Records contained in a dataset
==========

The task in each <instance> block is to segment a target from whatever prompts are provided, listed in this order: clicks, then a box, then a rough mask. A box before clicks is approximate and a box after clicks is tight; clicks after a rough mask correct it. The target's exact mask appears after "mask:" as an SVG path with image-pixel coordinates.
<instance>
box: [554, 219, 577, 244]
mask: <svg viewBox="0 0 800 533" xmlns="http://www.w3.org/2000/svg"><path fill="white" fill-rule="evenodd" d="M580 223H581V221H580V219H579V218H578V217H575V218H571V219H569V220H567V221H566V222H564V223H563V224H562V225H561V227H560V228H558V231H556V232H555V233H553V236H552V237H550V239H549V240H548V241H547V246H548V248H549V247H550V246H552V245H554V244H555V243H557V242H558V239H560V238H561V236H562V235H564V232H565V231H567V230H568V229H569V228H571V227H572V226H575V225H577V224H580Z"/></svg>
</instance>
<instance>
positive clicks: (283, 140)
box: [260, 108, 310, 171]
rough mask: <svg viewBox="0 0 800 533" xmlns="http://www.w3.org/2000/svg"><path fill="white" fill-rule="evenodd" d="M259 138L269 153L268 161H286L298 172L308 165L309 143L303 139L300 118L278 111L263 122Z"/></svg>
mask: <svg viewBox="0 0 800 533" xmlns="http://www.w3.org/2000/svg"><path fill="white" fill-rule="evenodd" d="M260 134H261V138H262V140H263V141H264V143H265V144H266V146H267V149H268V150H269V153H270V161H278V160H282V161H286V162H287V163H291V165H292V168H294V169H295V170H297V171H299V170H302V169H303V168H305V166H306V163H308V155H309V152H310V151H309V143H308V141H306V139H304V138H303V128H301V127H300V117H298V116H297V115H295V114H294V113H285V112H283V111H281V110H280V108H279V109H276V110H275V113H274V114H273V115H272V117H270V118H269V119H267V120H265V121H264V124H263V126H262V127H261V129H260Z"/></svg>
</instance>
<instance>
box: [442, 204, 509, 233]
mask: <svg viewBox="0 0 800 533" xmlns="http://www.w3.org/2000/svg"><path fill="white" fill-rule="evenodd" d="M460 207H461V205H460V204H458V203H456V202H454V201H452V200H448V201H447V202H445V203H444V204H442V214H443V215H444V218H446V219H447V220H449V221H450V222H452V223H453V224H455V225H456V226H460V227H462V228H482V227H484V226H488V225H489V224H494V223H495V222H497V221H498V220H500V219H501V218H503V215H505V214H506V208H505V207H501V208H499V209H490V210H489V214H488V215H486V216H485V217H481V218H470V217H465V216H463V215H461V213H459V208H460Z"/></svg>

==========

(What this task involves):
Each entry above must be repeated word for word.

(Written answer):
The task in each <instance> block is to segment a target from whatever prompts are provided, listed in this order: clicks, then a box, then a rough mask. A box before clicks is approximate and a box after clicks is tight; clicks after a rough mask correct it. The target's exact mask appears after "mask:" as an SVG path with image-pixel coordinates.
<instance>
box: [554, 219, 577, 244]
mask: <svg viewBox="0 0 800 533" xmlns="http://www.w3.org/2000/svg"><path fill="white" fill-rule="evenodd" d="M580 223H581V221H580V219H579V218H578V217H575V218H571V219H569V220H567V221H566V222H564V223H563V224H562V225H561V227H560V228H558V231H556V232H555V233H553V236H552V237H550V239H549V240H548V241H547V246H548V248H549V247H550V246H552V245H554V244H555V243H557V242H558V239H560V238H561V236H562V235H564V232H565V231H567V230H568V229H569V228H571V227H572V226H575V225H577V224H580Z"/></svg>
</instance>
<instance>
positive clicks: (283, 140)
box: [260, 108, 310, 171]
rough mask: <svg viewBox="0 0 800 533" xmlns="http://www.w3.org/2000/svg"><path fill="white" fill-rule="evenodd" d="M259 138L269 153L268 161H286L298 172L308 165L309 143L303 139L300 118L278 111L263 122Z"/></svg>
mask: <svg viewBox="0 0 800 533" xmlns="http://www.w3.org/2000/svg"><path fill="white" fill-rule="evenodd" d="M260 134H261V138H262V140H263V141H264V143H265V144H266V146H267V149H268V150H269V153H270V161H278V160H282V161H286V162H287V163H291V165H292V168H294V169H295V170H297V171H299V170H302V169H303V168H305V166H306V163H308V155H309V152H310V151H309V143H308V141H306V139H304V138H303V128H301V127H300V117H298V116H297V115H295V114H294V113H285V112H283V111H281V110H280V108H279V109H276V110H275V113H274V114H273V115H272V117H270V118H269V119H267V120H265V121H264V124H263V126H262V127H261V129H260Z"/></svg>
</instance>
<instance>
box: [442, 204, 509, 233]
mask: <svg viewBox="0 0 800 533" xmlns="http://www.w3.org/2000/svg"><path fill="white" fill-rule="evenodd" d="M460 207H461V205H460V204H458V203H456V202H454V201H452V200H448V201H447V202H445V203H444V204H442V214H443V215H444V218H446V219H447V220H449V221H450V222H452V223H453V224H455V225H456V226H460V227H462V228H482V227H484V226H488V225H489V224H494V223H495V222H497V221H498V220H500V219H501V218H503V215H505V214H506V208H505V207H501V208H499V209H490V210H489V214H488V215H486V216H485V217H481V218H470V217H465V216H463V215H461V213H459V208H460Z"/></svg>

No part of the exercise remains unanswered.